What this task involves → Only the lines from the one that contains "Now, the label says the horse's ear" through the final line of the entries should be repeated, exactly as written.

☆ ☆ ☆ ☆

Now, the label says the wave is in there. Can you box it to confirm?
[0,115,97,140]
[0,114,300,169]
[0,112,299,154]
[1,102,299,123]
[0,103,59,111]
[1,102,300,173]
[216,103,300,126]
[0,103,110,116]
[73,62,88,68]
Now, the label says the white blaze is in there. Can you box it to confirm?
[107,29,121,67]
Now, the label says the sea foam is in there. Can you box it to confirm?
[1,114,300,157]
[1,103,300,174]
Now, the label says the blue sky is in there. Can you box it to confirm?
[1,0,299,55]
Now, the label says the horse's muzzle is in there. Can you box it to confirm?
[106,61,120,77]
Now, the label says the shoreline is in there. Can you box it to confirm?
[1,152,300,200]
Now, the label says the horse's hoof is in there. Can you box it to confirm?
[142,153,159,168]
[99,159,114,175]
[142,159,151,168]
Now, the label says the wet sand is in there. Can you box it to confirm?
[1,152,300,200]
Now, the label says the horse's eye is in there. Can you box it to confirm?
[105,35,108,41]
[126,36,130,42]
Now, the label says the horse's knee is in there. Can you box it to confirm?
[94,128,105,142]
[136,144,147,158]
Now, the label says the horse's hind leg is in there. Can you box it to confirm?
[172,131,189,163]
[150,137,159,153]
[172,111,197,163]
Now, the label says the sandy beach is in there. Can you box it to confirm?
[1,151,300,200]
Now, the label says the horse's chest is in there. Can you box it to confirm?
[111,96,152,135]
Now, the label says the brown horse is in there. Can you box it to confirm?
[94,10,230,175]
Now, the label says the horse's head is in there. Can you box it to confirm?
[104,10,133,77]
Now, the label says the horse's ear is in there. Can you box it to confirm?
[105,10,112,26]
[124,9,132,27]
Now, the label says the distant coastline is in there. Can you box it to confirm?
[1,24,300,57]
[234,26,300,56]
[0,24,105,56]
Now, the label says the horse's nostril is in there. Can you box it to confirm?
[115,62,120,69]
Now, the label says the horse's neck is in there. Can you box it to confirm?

☆ ☆ ☆ ☆

Expected answer →
Now, the label says the horse's ear is in there. Can you box it to confirm?
[105,10,112,26]
[124,9,132,27]
Now, the label says the distant coastline is in there. Can you box it to confirm?
[1,24,300,57]
[234,26,300,56]
[0,24,105,56]
Now, the label says the horse's nostril is in there. Can you box it to confirm?
[115,62,120,69]
Now, the label says the horse's neck is in there. Can you box it to confirm?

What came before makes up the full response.